Figure 1. SnoRD126 regulates the phosphorylation of AKT and the expression of FGFR2. (A) qRT-PCR assay for snoRD126 expression in normal human hepatocyte 7702 cells and HCC cell lines. (B) qRT-PCR assay for FGFR2 expression in snoRD126-overexpressing Huh7 cells. (C) Phosphorylation of AKT was determined by immunoblotting in snoRD126-overexpressing Huh7 cells. (D) qRT-PCR assay for snoRD126 knockdown in HepG2 cells treated with ASOs. (E) The mRNA levels of FGFR2 in snoRD126-knockdown HepG2 cells as measured by qRT-PCR assay. αS1, αS2, and αS3 are ASOs that target snoRD126. HepG2 cells were treated with 25μM ASO for 24 hours. (F) Phosphorylation of AKT was reduced in snoRD126-knockdown HepG2 cells as measured by immunoblotting. The data represent mean ± SD (n = 3). *P < 0.05, **P < 0.01. 7702 cell in (A), loading control.

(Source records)
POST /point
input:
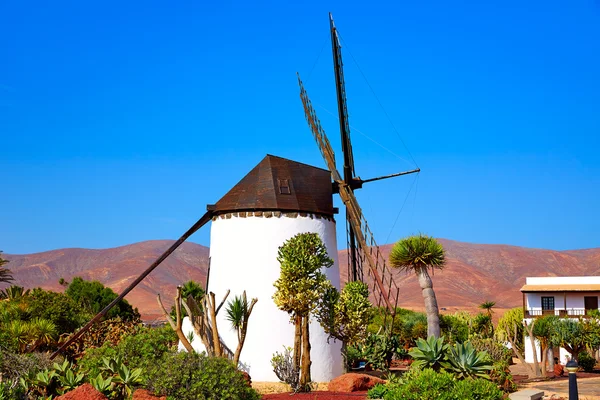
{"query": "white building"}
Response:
(566, 297)
(278, 199)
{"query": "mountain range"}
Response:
(474, 273)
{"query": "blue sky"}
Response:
(120, 121)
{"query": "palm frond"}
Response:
(417, 252)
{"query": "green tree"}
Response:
(300, 285)
(238, 313)
(58, 308)
(511, 328)
(417, 254)
(190, 288)
(345, 316)
(487, 306)
(570, 335)
(5, 275)
(93, 296)
(455, 328)
(14, 292)
(543, 330)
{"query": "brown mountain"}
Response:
(474, 272)
(116, 268)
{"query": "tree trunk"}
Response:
(544, 350)
(431, 308)
(176, 325)
(550, 357)
(536, 364)
(297, 342)
(215, 330)
(243, 329)
(305, 375)
(513, 344)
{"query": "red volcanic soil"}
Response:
(317, 396)
(474, 272)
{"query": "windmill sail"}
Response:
(384, 289)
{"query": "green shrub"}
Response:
(586, 361)
(501, 376)
(15, 366)
(378, 350)
(423, 385)
(496, 351)
(454, 328)
(430, 353)
(139, 350)
(430, 385)
(476, 389)
(377, 391)
(191, 376)
(11, 390)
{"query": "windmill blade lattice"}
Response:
(384, 289)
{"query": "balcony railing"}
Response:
(568, 313)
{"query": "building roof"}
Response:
(280, 184)
(581, 287)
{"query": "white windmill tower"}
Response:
(276, 200)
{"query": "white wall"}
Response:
(243, 255)
(529, 352)
(533, 301)
(562, 280)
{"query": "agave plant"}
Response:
(464, 361)
(112, 364)
(429, 353)
(127, 378)
(102, 385)
(20, 332)
(70, 381)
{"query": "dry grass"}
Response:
(279, 387)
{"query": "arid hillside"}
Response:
(116, 268)
(474, 272)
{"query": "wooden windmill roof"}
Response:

Work item -
Copy the figure caption word for word, starting with "Figure 1. SnoRD126" and going on through "(A), loading control.".

Reply to the exercise -
Figure 1. SnoRD126 regulates the phosphorylation of AKT and the expression of FGFR2. (A) qRT-PCR assay for snoRD126 expression in normal human hepatocyte 7702 cells and HCC cell lines. (B) qRT-PCR assay for FGFR2 expression in snoRD126-overexpressing Huh7 cells. (C) Phosphorylation of AKT was determined by immunoblotting in snoRD126-overexpressing Huh7 cells. (D) qRT-PCR assay for snoRD126 knockdown in HepG2 cells treated with ASOs. (E) The mRNA levels of FGFR2 in snoRD126-knockdown HepG2 cells as measured by qRT-PCR assay. αS1, αS2, and αS3 are ASOs that target snoRD126. HepG2 cells were treated with 25μM ASO for 24 hours. (F) Phosphorylation of AKT was reduced in snoRD126-knockdown HepG2 cells as measured by immunoblotting. The data represent mean ± SD (n = 3). *P < 0.05, **P < 0.01. 7702 cell in (A), loading control.